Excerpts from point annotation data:
══════
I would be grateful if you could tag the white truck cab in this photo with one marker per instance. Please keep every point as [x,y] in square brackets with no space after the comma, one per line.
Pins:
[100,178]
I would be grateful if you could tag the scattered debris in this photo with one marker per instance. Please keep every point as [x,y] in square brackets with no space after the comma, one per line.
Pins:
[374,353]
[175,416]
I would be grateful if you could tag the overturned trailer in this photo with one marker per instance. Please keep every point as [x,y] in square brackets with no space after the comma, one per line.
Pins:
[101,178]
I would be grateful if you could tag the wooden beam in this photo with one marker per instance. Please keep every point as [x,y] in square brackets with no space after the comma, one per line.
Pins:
══════
» **Task statement**
Please reproduce the entire listing above word for word, keeping every line as it appears.

» **Exercise response**
I would be grateful if you could tag the white truck cab in this photo with one marker per instance. Please keep every point as [x,y] in square brackets with no space after the comma, one per line.
Pins:
[100,178]
I would be grateful if you could tag the scattered debris in this photo with one marker per instance. Please keep every point as [x,y] in square brackets with no space after the comma, one per line.
Pins:
[374,353]
[175,416]
I would be grateful if you could tag the overturned trailer in this photo with one marker per instance. Please keep every point as [x,y] in square brackets with no space after the comma, one per line.
Pins:
[101,178]
I would be grateful if you could tag the wooden beam in this photo with one marker per instance. Please keep every point as [x,y] in square brackets with no space after the comma, one per line.
Pins:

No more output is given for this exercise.